● Your task: Write out the material below as a JSON list of strings, with one string for each line and no entries for blank lines.

● Stored records:
'''

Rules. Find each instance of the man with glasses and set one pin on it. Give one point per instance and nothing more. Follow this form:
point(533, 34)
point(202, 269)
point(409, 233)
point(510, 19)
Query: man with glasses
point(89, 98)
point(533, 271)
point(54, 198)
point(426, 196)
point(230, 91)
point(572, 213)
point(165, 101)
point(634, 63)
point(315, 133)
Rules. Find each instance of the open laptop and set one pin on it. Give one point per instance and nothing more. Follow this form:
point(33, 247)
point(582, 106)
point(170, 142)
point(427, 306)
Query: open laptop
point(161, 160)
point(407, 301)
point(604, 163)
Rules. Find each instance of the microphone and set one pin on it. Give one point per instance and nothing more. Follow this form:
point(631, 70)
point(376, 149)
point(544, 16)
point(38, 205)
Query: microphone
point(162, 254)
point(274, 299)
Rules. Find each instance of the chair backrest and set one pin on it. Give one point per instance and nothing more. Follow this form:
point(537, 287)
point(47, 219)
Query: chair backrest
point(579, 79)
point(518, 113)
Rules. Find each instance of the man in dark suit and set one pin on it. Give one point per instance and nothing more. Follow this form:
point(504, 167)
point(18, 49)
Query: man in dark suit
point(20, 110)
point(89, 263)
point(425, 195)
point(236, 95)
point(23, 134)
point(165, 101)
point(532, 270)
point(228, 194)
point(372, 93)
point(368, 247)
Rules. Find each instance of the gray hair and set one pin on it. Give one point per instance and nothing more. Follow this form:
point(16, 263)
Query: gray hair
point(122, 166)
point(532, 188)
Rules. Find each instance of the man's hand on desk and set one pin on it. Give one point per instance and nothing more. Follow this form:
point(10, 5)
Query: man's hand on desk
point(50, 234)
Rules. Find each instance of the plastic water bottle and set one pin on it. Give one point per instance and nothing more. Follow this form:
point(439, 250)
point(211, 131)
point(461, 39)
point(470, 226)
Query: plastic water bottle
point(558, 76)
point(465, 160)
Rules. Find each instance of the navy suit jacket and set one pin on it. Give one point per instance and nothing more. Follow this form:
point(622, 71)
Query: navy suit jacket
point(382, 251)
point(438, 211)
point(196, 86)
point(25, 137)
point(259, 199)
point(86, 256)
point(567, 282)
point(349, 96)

'''

● Correct output:
[
  "Rules. Find each instance of the man with glasses and set one pin on it. Give one point per instance and nothing more. Follow this form:",
  "point(533, 34)",
  "point(202, 269)",
  "point(409, 233)",
  "point(510, 19)",
  "Query: man with glasses",
  "point(89, 98)",
  "point(533, 271)",
  "point(54, 198)",
  "point(426, 196)",
  "point(230, 91)",
  "point(572, 213)",
  "point(165, 101)",
  "point(634, 63)",
  "point(315, 133)",
  "Rules. Find each instance of the open laptop and set one pin on it. Give one point per instance and nothing more. Follow this form:",
  "point(33, 247)",
  "point(582, 106)",
  "point(170, 142)",
  "point(427, 306)",
  "Query: open laptop",
  "point(161, 160)",
  "point(407, 301)",
  "point(604, 163)",
  "Rules. Find each instance of the microphone and set one pin on it. Give one point per instance and nothing more. Follow this form:",
  "point(631, 70)",
  "point(376, 149)",
  "point(544, 16)",
  "point(38, 205)",
  "Query: microphone",
  "point(162, 254)",
  "point(274, 299)",
  "Rules. Find each instance of the chair backrest and set one pin on it. Give one point per instance and nothing more. Follow this form:",
  "point(537, 287)",
  "point(47, 219)",
  "Query: chair backrest",
  "point(579, 79)",
  "point(518, 113)",
  "Rules. Find each instance of the man in dark suit and set one pin on it. Give one point per instance and nothing more. Follow this form:",
  "point(504, 167)",
  "point(18, 49)",
  "Query: man in dark suit",
  "point(20, 110)",
  "point(89, 263)",
  "point(425, 195)",
  "point(236, 95)",
  "point(23, 134)",
  "point(165, 101)",
  "point(532, 270)",
  "point(228, 194)",
  "point(372, 93)",
  "point(368, 247)",
  "Rules. Find each instance of the gray hair and set one pin on it. Give one point per instance and nothing more. Follow this form:",
  "point(16, 263)",
  "Query: gray hair",
  "point(122, 166)",
  "point(532, 188)",
  "Rules. Find each instance of the man's hand on desk and set one pin on it. Give one point per instance and nothing more. Follow this form:",
  "point(10, 5)",
  "Query: man's hand on desk",
  "point(50, 234)",
  "Rules. Find each instance of the plastic water bottle and set one pin on it. Give one point per instance and nothing more. Follow this form:",
  "point(439, 250)",
  "point(211, 131)",
  "point(461, 39)",
  "point(470, 226)",
  "Query: plastic water bottle",
  "point(558, 76)",
  "point(465, 160)",
  "Rules. Find each instance of the navy suit jacket and set one pin on it. Give one point per instance and nothing more. Follow this form:",
  "point(622, 71)",
  "Query: navy suit jacket",
  "point(382, 251)",
  "point(438, 211)",
  "point(196, 86)",
  "point(25, 137)",
  "point(259, 199)",
  "point(86, 256)",
  "point(567, 282)",
  "point(349, 96)"
]